* _КРАТКОЕ ЗАДАНИЕ_:
Определите, согласуются ли с рецензией на стихи Анны Долгаревой три утверждения ниже; на каждое ответьте «да» или «нет» и приведите точную цитату из рецензии, которая это решает.
1. Подборка открывается стихотворением о рождении Христа.
2. Александра Петровна работала в городской библиотеке.
3. Нынешняя подборка составлена из тех же стихов, что прежде были плачем и воем.

* _ТЕКСТ ДЛЯ ЧТЕНИЯ_:

□ □ □ □ □ □ □

Ольга Девш. Полет разборов // Формаслов

Стихам Анны Долгаревой и прежде была свойственна сила убеждения. Когда шла активная фаза боевых действий на Донбассе, Анна писала о войне «наживо», как говорят по-украински. Вживую. Как очевидец. Как журналист. Как человек, у которого нет возможности воспринимать реальность дистанционно, виртуально, не прочувствовать всю её: боль, страх. смерть. В то время отворачивались друг от друга многие люди. Близкие и даже родные. Плохо соображали головы. А Долгарева тогда писала словно на грани предсмертного крика. Постепенно голос холодел, твердел и становился режущим и колющим оружием. Оно не убивало, а ставило к стенке и направляло на тебя речь, что будто метала камни горя. Выдох и нет ничего прежнего. Всё изменилось.
Нынешняя подборка Долгаревой показалась мне знакомой, возможно, каким-то образом даже вспомненной, но всё равно – другой. Собрана из других стихов. Не тех, что были плачем и воем, последней атакой и похоронкой. Теперь в них любовь побеждает смерть:

Когда я пишу,
Как видела мертвых людей,
Разбитые окна, сожжённые крыши,
Как стреляли и жгли,
И не было правды среди земли,
И казалось, что нет и выше,
Как над зимней степью кричали вороны,
Как пальцы прилаживались к патронам,

То это я пишу о любви.

Она всегда побеждала, но это уму непостижимо. А чтобы принять душой, необходимо пройти и понять, куда и зачем шёл.

И о чем бы я ни писала,
И кричала бы ни о чем,
Она была посреди всего

<…>

Все, что я есть, – отмечено ею.

По большому счёту,
Я вообще ни о чем не умею,
Кроме любви.

Автор пришла к своему истинному содержанию. Переживание черпается из светлого источника. Неслучайно подборка начинается стихотворением о рождении Христа, а заканчивается балладой о Александре Петровне, деревенской учительнице, что на пенсии смастерила «летательный аппарат без топливного тягла. / По-простому – лодчонку и два крыла», чтобы полететь к давно умершему мужу:

а она в свою лодочку забралась,
надела очки, сощурила глаз
и полетела.

И как она летела, боже мой, как она летела.

□ □ □ □ □ □ □

* _ИСХОДНЫЕ ДАННЫЕ_:
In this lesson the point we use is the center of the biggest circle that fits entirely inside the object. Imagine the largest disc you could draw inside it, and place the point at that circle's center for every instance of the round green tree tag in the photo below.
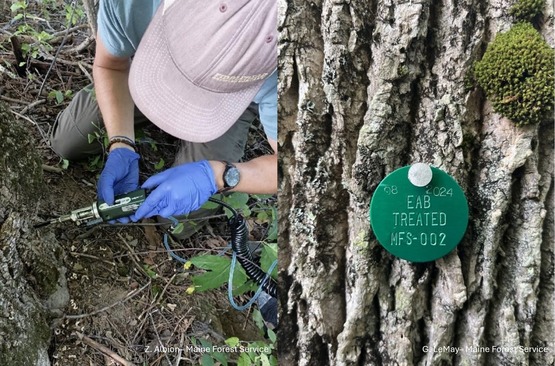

□ □ □ □ □ □ □

* _ВЫПОЛНЕННОЕ ЗАДАНИЕ_:
1. Да: «Неслучайно подборка начинается стихотворением о рождении Христа».
2. Нет: «деревенской учительнице».
3. Нет: «Собрана из других стихов. Не тех, что были плачем и воем».